GOAL:
Give the data again, word for word.
┌─ RECORDS FOR THE TASK
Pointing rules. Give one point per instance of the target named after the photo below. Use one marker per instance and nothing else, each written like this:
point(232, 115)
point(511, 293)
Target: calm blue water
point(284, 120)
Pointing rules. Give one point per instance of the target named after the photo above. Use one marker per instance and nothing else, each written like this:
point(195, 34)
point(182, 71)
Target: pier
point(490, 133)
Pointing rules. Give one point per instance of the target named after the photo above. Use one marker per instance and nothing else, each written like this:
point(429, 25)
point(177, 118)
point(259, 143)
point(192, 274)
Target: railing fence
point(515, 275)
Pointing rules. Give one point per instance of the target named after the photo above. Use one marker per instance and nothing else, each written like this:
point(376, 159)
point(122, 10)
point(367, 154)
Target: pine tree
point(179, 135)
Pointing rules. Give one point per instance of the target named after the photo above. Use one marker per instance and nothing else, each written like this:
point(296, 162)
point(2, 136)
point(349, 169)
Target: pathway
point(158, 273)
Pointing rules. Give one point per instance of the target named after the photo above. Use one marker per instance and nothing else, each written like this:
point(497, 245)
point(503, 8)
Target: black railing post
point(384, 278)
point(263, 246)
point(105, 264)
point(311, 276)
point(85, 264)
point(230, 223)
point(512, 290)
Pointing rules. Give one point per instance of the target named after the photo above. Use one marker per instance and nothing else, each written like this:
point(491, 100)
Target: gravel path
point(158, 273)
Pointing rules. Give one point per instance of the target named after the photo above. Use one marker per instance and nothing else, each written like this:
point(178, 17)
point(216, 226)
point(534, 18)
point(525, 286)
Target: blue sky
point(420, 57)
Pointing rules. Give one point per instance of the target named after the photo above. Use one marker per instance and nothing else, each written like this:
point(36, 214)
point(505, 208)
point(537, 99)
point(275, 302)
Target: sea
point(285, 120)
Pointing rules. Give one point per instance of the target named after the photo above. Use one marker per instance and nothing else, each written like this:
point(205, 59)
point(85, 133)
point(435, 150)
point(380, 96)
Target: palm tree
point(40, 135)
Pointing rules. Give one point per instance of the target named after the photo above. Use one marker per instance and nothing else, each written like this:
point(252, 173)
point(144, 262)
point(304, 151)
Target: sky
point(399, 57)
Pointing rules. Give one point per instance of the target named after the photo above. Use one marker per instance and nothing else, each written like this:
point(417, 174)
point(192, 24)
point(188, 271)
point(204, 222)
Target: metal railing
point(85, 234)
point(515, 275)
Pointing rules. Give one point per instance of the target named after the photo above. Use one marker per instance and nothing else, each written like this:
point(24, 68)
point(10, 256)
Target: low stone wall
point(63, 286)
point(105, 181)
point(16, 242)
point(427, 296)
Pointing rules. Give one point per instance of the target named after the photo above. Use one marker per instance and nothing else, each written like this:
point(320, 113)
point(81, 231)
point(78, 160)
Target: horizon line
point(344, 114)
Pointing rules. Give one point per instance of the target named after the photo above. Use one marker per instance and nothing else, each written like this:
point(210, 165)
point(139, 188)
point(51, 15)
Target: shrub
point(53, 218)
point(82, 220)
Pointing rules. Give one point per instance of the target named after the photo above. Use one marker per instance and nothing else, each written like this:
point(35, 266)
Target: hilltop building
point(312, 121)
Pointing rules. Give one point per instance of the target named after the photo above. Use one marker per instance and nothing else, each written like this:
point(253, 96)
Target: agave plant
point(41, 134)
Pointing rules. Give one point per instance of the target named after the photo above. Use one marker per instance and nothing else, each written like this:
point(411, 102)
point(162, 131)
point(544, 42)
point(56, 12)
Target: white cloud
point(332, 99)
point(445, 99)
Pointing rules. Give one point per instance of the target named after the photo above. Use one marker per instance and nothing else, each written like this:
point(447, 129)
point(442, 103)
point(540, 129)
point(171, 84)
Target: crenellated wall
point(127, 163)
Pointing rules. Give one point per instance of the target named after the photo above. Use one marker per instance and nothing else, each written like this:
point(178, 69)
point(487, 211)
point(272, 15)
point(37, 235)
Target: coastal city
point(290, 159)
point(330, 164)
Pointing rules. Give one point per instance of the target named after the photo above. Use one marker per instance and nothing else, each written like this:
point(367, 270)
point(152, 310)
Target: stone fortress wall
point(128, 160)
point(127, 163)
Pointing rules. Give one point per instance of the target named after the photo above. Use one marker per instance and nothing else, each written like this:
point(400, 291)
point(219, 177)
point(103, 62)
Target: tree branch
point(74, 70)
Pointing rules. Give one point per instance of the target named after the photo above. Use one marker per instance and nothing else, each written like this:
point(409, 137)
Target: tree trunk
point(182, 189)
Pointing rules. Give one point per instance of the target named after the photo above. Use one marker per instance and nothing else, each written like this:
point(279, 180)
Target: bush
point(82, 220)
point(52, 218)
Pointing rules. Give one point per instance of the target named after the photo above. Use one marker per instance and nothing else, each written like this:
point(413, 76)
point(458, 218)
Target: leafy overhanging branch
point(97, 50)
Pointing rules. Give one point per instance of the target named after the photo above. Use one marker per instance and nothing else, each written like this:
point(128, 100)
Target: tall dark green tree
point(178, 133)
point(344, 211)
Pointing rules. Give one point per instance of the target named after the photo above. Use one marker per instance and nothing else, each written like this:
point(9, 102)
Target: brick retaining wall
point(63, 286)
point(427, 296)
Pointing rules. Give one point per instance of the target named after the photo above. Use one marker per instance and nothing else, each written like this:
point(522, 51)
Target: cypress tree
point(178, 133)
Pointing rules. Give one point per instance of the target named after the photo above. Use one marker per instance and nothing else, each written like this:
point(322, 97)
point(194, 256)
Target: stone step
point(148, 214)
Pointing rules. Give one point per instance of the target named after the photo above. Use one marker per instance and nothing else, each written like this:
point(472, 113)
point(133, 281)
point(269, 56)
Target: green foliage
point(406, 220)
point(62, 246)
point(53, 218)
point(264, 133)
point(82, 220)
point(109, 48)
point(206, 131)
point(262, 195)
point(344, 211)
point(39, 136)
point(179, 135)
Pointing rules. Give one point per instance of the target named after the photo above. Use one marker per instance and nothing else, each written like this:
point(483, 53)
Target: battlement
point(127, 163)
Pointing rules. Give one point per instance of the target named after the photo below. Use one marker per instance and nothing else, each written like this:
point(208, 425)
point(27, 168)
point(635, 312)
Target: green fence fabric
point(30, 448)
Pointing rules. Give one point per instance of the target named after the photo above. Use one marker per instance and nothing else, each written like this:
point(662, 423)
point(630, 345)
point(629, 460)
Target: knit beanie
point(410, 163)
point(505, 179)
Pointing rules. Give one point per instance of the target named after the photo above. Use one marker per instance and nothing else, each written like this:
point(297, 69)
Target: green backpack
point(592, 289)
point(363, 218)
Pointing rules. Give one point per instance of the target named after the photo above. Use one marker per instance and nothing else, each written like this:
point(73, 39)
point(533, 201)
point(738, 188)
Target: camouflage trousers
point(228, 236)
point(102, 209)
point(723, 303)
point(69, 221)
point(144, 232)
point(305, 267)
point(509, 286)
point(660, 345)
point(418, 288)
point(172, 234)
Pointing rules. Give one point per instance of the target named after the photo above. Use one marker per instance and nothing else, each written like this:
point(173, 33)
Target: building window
└─
THE RESULT:
Pointing rules. Give one point per instance of the target named after the photo below. Use one marker per instance and nothing else, each written like this:
point(232, 115)
point(511, 293)
Target: calm blue water
point(284, 120)
Pointing rules. Give one point per instance of the target named after the photo above. Use one marker per instance and nothing else, each written like this:
point(195, 34)
point(182, 71)
Target: pier
point(490, 133)
Pointing rules. Give one point per instance of the target named after the photo above. Use one marker per instance and nothing else, each written like this:
point(429, 25)
point(177, 118)
point(259, 143)
point(192, 274)
Target: railing fence
point(515, 275)
Pointing rules. Give one point per instance of the target named after the photo above. Use one marker per instance and nothing else, each written like this:
point(376, 159)
point(122, 10)
point(367, 154)
Target: pine tree
point(179, 135)
Pointing rules. Give one point per instance of the target named after the photo above. Use one marker per instance and nothing else, each written like this:
point(296, 162)
point(2, 136)
point(349, 169)
Target: pathway
point(158, 273)
Pointing rules. Give one point per instance of the target named after the photo above. Use one marker per instance and nothing else, each written like this:
point(497, 245)
point(503, 8)
Target: black railing post
point(384, 278)
point(263, 246)
point(105, 264)
point(311, 276)
point(85, 264)
point(230, 223)
point(512, 290)
Pointing rules. Give one point per instance of the target named after the photo above. Use one marker per instance and nothing else, each written like this:
point(491, 100)
Target: gravel path
point(158, 273)
Pointing rules. Give one point per instance of the target named after the photo above. Use one marker per instance and nothing else, each written like this:
point(178, 17)
point(216, 226)
point(534, 18)
point(525, 286)
Target: blue sky
point(420, 57)
Pointing rules. Give one point per instance of the target named after the photo above. Use one marker per instance and nothing else, each written like this:
point(36, 214)
point(505, 208)
point(537, 99)
point(275, 302)
Target: sea
point(285, 120)
Pointing rules. Give one point per instance of the target named after the photo above. Use one marker per instance and nothing else, each written like this:
point(205, 59)
point(85, 133)
point(435, 150)
point(380, 96)
Target: palm tree
point(40, 135)
Pointing rules. Give one point per instance of the target named after the photo above. Use one marker per instance and nothing else, each written like this:
point(252, 173)
point(144, 262)
point(304, 151)
Target: sky
point(399, 57)
Pointing rules. Give one point per instance of the target named after the photo above. Use one marker per instance and nothing else, each written like this:
point(417, 174)
point(192, 24)
point(188, 271)
point(204, 222)
Target: metal railing
point(85, 234)
point(515, 275)
Pointing rules. Give one point per instance of the target named after the photo above. Use one marker per instance and nothing else, each written like this:
point(24, 68)
point(10, 256)
Target: low stone wall
point(63, 286)
point(105, 181)
point(16, 242)
point(427, 296)
Pointing rules. Give one point per instance of the target named after the photo above. Use one marker per instance and nothing else, each written like this:
point(320, 113)
point(81, 231)
point(78, 160)
Target: horizon line
point(344, 114)
Pointing rules. Give one point per instance of the target named after the photo above. Use one marker per instance and nothing else, each written like this:
point(210, 165)
point(139, 188)
point(51, 15)
Target: shrub
point(53, 218)
point(82, 220)
Pointing rules. Give one point per instance of the target named after the photo above. Use one marker per instance and nothing else, each written like this:
point(35, 266)
Target: hilltop building
point(312, 121)
Pointing rules. Give one point per instance of the target named after the photo above. Use one marker per instance and nothing else, each written like this:
point(253, 96)
Target: agave plant
point(41, 134)
Pointing rules. Give one point per instance of the target named after the photo above. Use one marker per instance and nothing else, each written like this:
point(411, 102)
point(162, 131)
point(544, 42)
point(56, 12)
Target: white cloud
point(332, 99)
point(445, 99)
Pointing rules. Give one point per instance of the target named after the photo above. Use one marker per instance and nothing else, each written like this:
point(447, 129)
point(442, 103)
point(540, 129)
point(171, 84)
Target: crenellated wall
point(127, 163)
Pointing rules. Give one point per instance of the target named after the photo above. Use one marker per instance and nothing else, each written like this:
point(178, 69)
point(487, 211)
point(272, 15)
point(37, 235)
Target: coastal city
point(290, 159)
point(330, 164)
Pointing rules. Give one point per instance of the target named after the photo above. Use one marker per instance and nothing else, each written like this:
point(367, 270)
point(152, 310)
Target: stone fortress wall
point(128, 160)
point(127, 163)
Pointing rules. Give one point per instance of the target named after the photo above. Use one marker per instance and nothing else, each written like this:
point(400, 291)
point(219, 177)
point(103, 62)
Target: tree branch
point(74, 70)
Pointing rules. Give one point per instance of the target named after the photo above. Use one marker per instance and nothing else, each written like this:
point(409, 137)
Target: tree trunk
point(182, 189)
Pointing rules. Give one point per instance of the target named after the photo above. Use one marker per instance and nothing else, each written like this:
point(279, 180)
Target: bush
point(82, 220)
point(52, 218)
Pointing rules. Give one point per instance of the target named after the photo above. Use one marker per instance and nothing else, each written like this:
point(413, 76)
point(458, 218)
Target: leafy overhanging branch
point(97, 50)
Pointing rules. Give one point per instance of the target named after the photo above. Use one marker per instance and nothing else, each written like this:
point(128, 100)
Target: tall dark green tree
point(178, 133)
point(344, 211)
Pointing rules. Give one point per instance of the target named after the photo above. Use one marker per instance and nothing else, each written like this:
point(9, 102)
Target: brick retaining wall
point(63, 286)
point(427, 296)
Pointing rules. Give one point per instance of the target named after the photo above. Use one marker per instance and nothing else, each written like this:
point(522, 51)
Target: cypress tree
point(178, 133)
Pointing rules. Give one point per instance of the target named after the photo above. Use one marker per instance and nothing else, each written like this:
point(322, 97)
point(194, 256)
Target: stone step
point(148, 214)
Pointing rules. Give one point per instance of the target named after the photo above. Use one marker per instance and nothing else, each written like this:
point(472, 113)
point(133, 281)
point(269, 56)
Target: green foliage
point(406, 220)
point(62, 246)
point(53, 218)
point(264, 133)
point(82, 220)
point(109, 48)
point(206, 131)
point(262, 195)
point(344, 211)
point(39, 136)
point(179, 135)
Pointing rules. Give one point per instance of the target named after the photo above. Use one marker per instance and nothing else, each written like this:
point(483, 53)
Target: battlement
point(127, 163)
Pointing rules. Give one point per instance of the target named after the photo below. Use one marker per instance and nothing else, each written like this:
point(208, 425)
point(27, 168)
point(635, 312)
Target: green fence fabric
point(30, 448)
Pointing rules. Give one point per instance of the target named after the photo above. Use one marker per instance and nothing else, each written like this:
point(662, 423)
point(630, 345)
point(629, 460)
Target: knit beanie
point(410, 163)
point(505, 179)
Pointing rules. Give one point per instance of the target named after the photo above. Use one marker per instance and nothing else, each written like this:
point(297, 69)
Target: green backpack
point(592, 289)
point(363, 218)
Pointing rules. Give one point per instance of the target named after the photo above. Use one marker per instance and nothing else, each written like this:
point(73, 39)
point(533, 201)
point(738, 188)
Target: camouflage trousers
point(228, 236)
point(102, 209)
point(723, 303)
point(69, 221)
point(144, 232)
point(305, 267)
point(509, 286)
point(660, 345)
point(418, 288)
point(172, 234)
Pointing rules. Give one point per instance of the target named after the photo above. Use one marker per instance and nothing else, each written like this:
point(173, 33)
Target: building window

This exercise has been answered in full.